** Opening SUPPLIED DATA block **
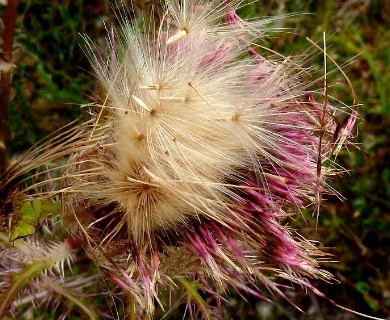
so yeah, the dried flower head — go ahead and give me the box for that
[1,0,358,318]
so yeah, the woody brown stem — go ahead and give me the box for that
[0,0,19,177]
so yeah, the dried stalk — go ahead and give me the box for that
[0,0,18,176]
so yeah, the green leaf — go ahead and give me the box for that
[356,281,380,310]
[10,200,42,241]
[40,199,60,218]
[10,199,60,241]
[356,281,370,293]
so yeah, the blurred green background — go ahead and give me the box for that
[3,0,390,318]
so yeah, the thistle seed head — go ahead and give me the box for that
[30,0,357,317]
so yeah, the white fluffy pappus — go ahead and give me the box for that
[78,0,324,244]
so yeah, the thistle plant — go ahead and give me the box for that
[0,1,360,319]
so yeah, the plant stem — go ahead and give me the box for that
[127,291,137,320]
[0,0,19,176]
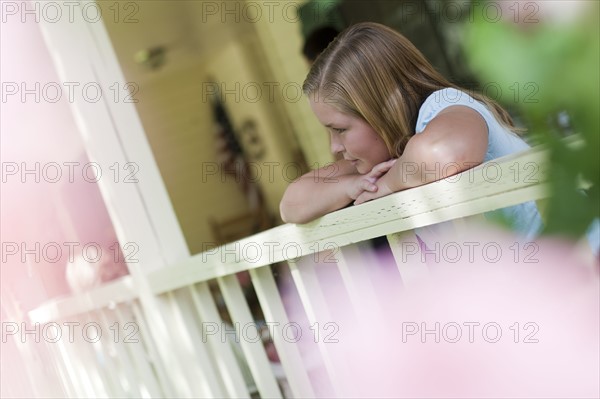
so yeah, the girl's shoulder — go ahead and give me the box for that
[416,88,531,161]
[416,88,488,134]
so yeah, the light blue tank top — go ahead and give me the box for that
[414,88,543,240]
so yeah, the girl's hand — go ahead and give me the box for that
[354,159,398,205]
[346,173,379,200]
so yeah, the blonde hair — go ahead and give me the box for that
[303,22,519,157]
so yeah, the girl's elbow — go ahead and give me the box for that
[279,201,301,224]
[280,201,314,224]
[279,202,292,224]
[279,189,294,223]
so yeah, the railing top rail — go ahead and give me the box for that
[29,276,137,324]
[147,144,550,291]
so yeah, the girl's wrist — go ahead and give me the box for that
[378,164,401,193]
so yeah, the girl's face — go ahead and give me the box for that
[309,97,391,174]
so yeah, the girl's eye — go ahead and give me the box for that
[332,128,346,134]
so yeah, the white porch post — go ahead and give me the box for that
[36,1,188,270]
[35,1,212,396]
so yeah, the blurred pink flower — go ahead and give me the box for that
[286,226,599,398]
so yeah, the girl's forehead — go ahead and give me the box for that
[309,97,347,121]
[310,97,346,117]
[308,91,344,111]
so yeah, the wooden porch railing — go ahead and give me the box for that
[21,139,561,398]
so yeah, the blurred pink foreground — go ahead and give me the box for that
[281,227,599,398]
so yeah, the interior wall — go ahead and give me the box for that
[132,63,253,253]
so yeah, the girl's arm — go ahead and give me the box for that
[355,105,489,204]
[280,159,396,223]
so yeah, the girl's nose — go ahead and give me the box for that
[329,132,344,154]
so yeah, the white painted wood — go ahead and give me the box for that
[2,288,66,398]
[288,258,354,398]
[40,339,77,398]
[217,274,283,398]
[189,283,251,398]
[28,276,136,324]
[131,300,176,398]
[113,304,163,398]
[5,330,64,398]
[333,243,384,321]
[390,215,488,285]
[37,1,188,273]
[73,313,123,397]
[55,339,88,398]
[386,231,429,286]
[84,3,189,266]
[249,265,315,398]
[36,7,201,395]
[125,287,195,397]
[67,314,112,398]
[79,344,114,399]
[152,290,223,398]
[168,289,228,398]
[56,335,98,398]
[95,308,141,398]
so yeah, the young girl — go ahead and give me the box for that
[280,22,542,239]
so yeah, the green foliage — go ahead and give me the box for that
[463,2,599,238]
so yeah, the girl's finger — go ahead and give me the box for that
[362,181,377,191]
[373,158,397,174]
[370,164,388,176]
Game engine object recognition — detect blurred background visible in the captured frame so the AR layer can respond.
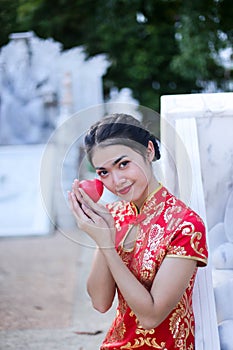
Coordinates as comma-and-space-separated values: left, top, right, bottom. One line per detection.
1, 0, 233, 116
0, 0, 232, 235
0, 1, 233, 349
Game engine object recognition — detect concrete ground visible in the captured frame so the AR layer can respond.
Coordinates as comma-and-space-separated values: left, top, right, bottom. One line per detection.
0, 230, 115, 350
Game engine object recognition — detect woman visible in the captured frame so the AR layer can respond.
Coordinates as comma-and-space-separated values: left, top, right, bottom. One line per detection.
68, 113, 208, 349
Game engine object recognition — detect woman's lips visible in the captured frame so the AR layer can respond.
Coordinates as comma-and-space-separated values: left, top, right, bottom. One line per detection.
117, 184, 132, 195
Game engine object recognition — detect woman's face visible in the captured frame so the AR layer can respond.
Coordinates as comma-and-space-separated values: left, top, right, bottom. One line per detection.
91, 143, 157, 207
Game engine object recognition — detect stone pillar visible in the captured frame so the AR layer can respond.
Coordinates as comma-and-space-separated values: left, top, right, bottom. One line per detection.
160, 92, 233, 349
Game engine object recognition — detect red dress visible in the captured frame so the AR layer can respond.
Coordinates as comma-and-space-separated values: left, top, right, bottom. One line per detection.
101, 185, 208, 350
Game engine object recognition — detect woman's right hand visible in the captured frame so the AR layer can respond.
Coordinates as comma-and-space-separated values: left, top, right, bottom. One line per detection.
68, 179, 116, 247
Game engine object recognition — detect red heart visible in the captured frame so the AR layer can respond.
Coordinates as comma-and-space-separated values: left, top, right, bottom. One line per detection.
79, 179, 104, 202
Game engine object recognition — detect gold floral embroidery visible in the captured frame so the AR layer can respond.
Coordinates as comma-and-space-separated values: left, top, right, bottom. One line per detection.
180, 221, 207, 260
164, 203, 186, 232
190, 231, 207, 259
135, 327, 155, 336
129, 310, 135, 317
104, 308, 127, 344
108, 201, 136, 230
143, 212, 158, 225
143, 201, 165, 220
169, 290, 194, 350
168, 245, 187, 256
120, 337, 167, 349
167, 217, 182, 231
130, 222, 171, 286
** Closing SUPPLIED DATA block **
** Opening SUPPLIED DATA block **
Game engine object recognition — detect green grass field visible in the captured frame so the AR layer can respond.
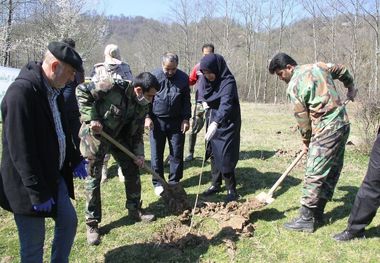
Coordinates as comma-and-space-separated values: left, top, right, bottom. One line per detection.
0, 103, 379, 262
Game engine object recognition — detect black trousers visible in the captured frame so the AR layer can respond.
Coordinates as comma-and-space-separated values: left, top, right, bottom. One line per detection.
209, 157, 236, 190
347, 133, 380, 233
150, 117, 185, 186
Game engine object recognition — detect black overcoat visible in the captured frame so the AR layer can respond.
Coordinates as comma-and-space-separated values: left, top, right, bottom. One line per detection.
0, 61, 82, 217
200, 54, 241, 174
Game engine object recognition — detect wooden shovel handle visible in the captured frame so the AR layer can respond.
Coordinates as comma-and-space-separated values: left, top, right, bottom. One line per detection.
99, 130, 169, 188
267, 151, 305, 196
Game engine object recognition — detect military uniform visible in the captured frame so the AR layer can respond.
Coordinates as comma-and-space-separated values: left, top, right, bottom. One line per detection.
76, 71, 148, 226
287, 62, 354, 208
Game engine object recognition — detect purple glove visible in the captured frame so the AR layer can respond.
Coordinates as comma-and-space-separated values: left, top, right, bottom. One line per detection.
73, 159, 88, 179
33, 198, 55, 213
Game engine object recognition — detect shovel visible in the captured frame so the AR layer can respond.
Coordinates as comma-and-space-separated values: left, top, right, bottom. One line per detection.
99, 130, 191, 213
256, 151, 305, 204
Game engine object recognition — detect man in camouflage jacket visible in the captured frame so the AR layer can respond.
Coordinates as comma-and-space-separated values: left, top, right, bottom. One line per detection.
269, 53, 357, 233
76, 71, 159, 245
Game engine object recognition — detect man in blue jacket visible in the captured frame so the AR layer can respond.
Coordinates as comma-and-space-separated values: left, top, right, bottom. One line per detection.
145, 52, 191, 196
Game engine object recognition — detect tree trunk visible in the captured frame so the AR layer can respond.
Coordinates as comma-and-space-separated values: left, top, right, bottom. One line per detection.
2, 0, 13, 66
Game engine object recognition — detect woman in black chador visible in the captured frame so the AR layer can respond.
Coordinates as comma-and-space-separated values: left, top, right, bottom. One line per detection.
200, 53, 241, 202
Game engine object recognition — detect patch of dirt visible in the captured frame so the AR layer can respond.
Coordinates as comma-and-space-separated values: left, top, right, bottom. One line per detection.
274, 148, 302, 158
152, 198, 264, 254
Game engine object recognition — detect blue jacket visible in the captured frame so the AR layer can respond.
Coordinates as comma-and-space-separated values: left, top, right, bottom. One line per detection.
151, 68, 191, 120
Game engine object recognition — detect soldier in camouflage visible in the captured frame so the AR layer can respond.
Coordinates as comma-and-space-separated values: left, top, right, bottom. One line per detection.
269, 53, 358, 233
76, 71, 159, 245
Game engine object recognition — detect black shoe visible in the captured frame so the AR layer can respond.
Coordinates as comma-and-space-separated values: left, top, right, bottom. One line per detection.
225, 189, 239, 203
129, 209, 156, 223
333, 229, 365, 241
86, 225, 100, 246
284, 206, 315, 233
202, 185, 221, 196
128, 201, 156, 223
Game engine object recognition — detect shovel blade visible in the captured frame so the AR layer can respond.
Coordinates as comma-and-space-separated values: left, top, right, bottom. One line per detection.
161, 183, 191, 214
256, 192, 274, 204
** Closing SUPPLIED DATA block **
* TO DO *
Look over the data above and show each line that contains "jacket".

* RESULT OF THE TASK *
Game engine object recognition — detect man in camouflage jacket visible in the captured frame so the AR layer can respond.
Game engine object recognition — detect man in blue jacket visible in the captured frame so the AR layer can respond.
Game engine object recognition — detect blue jacket visible in the captured frame so the AR layer can respond.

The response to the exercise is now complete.